DATASET CONTENT -
● ● ● ●
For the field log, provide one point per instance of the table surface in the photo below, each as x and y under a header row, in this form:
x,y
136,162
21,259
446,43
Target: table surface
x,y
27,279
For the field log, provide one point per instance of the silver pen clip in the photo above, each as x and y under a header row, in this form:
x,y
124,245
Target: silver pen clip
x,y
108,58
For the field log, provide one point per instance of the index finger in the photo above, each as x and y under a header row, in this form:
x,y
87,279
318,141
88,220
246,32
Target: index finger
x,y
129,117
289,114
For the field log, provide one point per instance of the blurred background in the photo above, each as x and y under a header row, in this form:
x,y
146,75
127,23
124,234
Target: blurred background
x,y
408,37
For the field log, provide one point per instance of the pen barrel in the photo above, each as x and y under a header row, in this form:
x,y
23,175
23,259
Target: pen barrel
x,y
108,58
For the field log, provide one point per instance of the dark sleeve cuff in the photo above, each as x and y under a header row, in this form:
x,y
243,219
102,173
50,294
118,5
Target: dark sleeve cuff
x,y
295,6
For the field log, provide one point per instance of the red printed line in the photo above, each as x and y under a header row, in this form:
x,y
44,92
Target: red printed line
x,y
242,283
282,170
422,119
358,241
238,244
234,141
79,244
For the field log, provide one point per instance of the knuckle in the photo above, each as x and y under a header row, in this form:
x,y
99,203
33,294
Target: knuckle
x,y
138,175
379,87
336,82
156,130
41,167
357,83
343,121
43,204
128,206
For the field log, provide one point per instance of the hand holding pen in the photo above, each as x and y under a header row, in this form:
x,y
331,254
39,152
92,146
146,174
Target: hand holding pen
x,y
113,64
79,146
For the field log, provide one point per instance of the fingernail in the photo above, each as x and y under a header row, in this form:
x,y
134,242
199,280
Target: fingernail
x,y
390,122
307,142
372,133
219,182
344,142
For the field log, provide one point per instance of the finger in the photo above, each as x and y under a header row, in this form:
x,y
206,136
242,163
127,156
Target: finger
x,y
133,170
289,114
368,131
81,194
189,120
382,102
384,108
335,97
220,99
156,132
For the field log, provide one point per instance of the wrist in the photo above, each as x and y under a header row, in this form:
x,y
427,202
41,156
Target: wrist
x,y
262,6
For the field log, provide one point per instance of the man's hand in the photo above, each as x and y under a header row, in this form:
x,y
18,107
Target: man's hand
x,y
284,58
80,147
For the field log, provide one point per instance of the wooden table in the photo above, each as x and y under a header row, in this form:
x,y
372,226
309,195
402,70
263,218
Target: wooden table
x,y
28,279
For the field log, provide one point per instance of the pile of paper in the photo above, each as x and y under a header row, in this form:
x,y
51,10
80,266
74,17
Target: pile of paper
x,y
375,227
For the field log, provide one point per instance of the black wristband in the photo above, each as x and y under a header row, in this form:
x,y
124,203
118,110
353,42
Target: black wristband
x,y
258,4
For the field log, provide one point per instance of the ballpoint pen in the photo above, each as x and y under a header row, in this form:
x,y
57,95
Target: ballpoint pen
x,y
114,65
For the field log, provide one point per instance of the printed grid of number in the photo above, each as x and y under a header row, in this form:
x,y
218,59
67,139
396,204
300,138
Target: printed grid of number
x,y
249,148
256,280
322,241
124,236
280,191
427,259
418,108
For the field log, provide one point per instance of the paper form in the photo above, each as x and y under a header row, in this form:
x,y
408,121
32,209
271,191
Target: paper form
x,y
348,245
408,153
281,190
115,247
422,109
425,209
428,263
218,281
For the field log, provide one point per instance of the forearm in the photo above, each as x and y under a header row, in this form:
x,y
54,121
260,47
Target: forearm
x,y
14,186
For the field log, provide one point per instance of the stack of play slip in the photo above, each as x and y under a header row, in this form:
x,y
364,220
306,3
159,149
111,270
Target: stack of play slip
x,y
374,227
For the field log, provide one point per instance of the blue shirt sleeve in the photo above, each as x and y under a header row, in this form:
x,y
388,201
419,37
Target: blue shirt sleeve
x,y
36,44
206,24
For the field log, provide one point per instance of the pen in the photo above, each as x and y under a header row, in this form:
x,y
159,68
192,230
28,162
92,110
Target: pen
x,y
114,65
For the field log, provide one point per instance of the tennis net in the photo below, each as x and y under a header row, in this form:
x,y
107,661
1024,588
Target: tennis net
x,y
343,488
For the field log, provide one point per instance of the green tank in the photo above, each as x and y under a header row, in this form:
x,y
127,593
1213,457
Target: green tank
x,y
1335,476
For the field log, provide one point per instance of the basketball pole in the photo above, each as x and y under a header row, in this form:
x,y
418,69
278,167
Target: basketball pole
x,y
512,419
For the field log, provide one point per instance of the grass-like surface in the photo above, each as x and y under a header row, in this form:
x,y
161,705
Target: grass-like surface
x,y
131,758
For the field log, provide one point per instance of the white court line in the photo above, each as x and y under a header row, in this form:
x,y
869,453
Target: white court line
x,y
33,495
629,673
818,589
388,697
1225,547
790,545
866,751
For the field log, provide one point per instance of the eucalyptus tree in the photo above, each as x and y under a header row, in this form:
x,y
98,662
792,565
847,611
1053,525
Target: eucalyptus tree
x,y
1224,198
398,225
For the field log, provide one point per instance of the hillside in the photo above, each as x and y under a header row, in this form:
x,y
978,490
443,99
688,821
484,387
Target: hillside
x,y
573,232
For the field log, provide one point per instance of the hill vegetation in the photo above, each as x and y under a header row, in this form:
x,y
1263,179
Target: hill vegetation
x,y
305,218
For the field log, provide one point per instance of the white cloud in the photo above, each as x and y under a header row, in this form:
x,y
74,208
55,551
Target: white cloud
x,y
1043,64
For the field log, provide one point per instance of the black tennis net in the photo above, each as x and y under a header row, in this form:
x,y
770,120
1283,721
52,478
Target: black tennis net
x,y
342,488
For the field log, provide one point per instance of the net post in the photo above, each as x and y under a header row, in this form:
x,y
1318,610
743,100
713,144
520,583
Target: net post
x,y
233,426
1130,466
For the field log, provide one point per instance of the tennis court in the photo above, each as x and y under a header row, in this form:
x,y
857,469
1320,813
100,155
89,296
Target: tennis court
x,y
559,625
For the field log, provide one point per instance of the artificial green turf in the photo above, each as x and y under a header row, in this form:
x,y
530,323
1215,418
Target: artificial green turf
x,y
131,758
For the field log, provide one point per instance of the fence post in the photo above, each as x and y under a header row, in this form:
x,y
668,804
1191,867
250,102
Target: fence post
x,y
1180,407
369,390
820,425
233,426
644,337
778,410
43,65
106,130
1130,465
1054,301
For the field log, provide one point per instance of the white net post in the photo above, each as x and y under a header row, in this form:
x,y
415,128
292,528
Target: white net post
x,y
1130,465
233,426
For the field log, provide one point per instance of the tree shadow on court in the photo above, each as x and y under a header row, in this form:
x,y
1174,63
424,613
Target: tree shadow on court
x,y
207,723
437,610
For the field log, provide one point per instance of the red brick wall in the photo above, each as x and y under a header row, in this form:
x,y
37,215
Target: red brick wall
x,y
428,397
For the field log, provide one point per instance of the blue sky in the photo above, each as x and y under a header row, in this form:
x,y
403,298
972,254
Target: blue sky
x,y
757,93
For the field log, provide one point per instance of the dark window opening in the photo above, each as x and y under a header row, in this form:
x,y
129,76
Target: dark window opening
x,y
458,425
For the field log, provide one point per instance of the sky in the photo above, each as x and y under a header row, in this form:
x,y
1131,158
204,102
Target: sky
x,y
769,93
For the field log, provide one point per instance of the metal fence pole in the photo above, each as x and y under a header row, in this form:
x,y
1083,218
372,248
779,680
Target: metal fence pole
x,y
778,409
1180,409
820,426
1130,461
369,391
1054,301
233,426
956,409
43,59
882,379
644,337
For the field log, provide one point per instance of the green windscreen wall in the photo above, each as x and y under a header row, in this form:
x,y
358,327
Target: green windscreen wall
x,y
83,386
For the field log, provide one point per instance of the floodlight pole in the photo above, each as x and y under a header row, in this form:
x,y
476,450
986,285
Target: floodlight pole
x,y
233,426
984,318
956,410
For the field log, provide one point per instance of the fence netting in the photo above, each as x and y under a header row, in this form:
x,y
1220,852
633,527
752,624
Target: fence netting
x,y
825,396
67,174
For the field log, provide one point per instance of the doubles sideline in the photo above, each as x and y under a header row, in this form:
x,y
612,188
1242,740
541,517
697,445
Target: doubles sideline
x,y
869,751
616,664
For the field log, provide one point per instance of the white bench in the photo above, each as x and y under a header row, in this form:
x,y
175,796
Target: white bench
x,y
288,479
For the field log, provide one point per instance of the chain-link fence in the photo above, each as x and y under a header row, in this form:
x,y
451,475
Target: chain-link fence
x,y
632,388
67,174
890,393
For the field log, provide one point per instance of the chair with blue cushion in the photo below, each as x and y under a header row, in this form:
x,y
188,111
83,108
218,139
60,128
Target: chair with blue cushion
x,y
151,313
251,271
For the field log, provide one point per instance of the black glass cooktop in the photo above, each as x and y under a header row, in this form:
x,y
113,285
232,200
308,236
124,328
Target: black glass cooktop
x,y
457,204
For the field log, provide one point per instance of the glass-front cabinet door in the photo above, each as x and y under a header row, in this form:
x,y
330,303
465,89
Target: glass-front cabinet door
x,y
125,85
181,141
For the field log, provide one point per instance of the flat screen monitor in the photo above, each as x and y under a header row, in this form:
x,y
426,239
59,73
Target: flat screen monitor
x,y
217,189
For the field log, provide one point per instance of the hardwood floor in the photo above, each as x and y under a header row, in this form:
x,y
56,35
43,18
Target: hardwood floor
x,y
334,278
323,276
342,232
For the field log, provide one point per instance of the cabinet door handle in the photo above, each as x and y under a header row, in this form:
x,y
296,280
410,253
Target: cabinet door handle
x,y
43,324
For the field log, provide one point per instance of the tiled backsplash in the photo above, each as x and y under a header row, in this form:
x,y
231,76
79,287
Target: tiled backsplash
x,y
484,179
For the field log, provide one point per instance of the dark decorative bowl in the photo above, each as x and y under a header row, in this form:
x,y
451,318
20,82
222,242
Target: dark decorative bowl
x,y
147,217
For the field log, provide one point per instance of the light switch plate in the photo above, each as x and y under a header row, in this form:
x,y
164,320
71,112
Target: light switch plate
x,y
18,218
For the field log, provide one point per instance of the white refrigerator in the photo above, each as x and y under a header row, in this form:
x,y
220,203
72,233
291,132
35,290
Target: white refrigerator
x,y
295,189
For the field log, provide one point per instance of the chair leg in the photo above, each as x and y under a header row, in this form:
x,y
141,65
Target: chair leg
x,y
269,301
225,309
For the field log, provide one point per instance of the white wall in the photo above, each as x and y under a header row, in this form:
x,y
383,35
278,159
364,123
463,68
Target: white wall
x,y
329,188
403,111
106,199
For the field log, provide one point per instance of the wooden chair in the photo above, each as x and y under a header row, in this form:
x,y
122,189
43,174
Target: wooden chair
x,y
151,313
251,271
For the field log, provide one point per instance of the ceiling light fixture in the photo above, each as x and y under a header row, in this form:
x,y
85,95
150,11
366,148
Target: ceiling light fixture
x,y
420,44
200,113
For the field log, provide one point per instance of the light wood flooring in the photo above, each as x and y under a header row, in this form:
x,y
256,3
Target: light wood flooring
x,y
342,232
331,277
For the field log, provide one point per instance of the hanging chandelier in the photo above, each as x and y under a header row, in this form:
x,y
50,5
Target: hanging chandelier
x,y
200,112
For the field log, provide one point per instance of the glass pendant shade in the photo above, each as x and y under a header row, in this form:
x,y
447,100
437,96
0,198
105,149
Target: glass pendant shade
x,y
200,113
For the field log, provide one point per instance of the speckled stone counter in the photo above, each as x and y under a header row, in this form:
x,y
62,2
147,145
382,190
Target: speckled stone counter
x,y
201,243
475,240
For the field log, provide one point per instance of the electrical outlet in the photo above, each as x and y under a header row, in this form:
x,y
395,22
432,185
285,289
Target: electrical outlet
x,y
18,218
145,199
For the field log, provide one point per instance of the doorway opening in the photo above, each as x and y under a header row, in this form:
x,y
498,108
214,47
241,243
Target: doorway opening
● ● ● ●
EXERCISE INSTRUCTIONS -
From the entries above, return each line with the word "below" in it.

SOLVED EXERCISE -
For the field log, provide one point per instance of the table surface in the photo below, each as x and y under a header row, in this form:
For the field log, provide one point per instance of the tennis net in the photo below, each as x and y under a header row, in this form:
For the field log, provide one point per instance of the chair with blue cushion in the photo below, each as x and y under a header row, in this form:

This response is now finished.